27573.fb2
В самом деле, что лучше: цензура или отсутствие таковой? Произвол правительственных чиновников, не пропускающих в печать все, что им кажется вредным,- или неурезанная свобода слова? Разумеется, отмена предварительной цензуры - прогресс. Еще недавно она была многоступенчатой, многослойной, разветвленной; кроме общей и духовной, на дороге автора стояли специально-финансовая, военная, морская, театральная... Пробиться сквозь них было трудно. И вот - какое торжество!- законом от 6 апреля 1865 года предварительная цензура отменена. Правительство сохранило ее лишь для небольших книг, меньше десяти печатных листов, и для некоторых журналов. Кто напечатает не то, что надо, теперь пусть пеняет на себя сам. Такому журналу сделают одно предостережение, потом другое, потом третье, а уж после третьего - приостановят, либо на время, либо навсегда.
Прежде цензоры свирепо обращались с "Современником": их красные кресты обрекали на гибель то четверть журнала, то треть. Но он выходил, и закрывать его было не за что. Теперь некрасовский журнал уже имел два предостережения: первое за восьмой-девятый номера (оскорбление начал брачного союза, порицание начал собственности, возбуждение вражды к высшим классам), второе за номер десятый (оскорбление религии, глумление над государственным устройством); они были вынесены 10 ноября и 4 декабря 1865 года. Оставалось ждать третьего предостережения - и конца.
Жить с двумя предостережениями журнал уже не мог. Это была агония.
Некрасов - Щербинину,
председателю Главного управления по делам печати:
Существование журнала с двумя предостережениями немыслимо,
подобно существованию человека с пораженными легкими. Чтобы
выиграть несколько дней жизни, эти люди, выходя на воздух,
надевают на рот особенный снаряд, который и мешает дыханию, и,
вместе с тем, как думают, способствует продолжению его.
"Современник" отныне должен явиться в публику в подобном
снаряде. Как будет ему дышаться, какова будет его речь - об этом
бесполезно говорить. Величайшим для меня счастьем было бы закрыть
журнал теперь же, не подвергаясь неприятности присутствовать при
медленной агонии журнала, на который потратил я лучшие мои силы,
работая над ним, в первое десятилетие, почти один...
(Середина декабря 1865)
Медленная агония "Современника" тянулась еще полгода - при новом цензурном режиме, в условиях "свободного слова". Да, слово стало свободным. Дед Минай, который тридцать лет носил корректуры "Современника" к цензорам, теперь вздохнул - ходьбы стало меньше. Некрасов рассказал читателям о разговоре со стариком Минаем, который радостно объявил ему:
- Баста ходить по цензуре!

_Задание a:_ Перепишите записи, заменив «wrist» на «elbow» и оставив всё остальное без изменений. Изображения в ответ не включайте.

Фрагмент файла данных
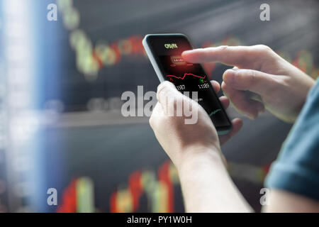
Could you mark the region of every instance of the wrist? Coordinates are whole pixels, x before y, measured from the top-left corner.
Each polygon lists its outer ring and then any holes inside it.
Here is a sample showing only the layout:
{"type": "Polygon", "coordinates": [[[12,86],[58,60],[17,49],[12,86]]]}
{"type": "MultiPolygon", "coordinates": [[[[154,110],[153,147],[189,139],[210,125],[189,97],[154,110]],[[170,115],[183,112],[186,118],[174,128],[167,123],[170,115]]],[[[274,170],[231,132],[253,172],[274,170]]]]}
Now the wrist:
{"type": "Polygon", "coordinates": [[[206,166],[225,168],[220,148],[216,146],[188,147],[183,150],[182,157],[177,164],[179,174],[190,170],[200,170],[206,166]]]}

_Задание b:_ Перечислите все виды цензуры, которые, согласно тексту о цензуре и «Современнике», стояли на дороге автора до отмены предварительной цензуры.

_Решение a:_
Could you mark the region of every instance of the elbow? Coordinates are whole pixels, x before y, measured from the top-left corner.
Each polygon lists its outer ring and then any holes inside it.
Here is a sample showing only the layout:
{"type": "Polygon", "coordinates": [[[12,86],[58,60],[17,49],[12,86]]]}
{"type": "MultiPolygon", "coordinates": [[[[154,110],[153,147],[189,139],[210,125],[189,97],[154,110]],[[170,115],[183,112],[186,118],[174,128],[167,123],[170,115]]],[[[274,170],[231,132],[253,172],[274,170]]]]}
Now the elbow:
{"type": "Polygon", "coordinates": [[[206,166],[225,168],[220,148],[216,146],[188,147],[183,150],[182,157],[177,164],[179,174],[190,170],[200,170],[206,166]]]}

_Решение b:_ общая, духовная, специально-финансовая, военная, морская, театральная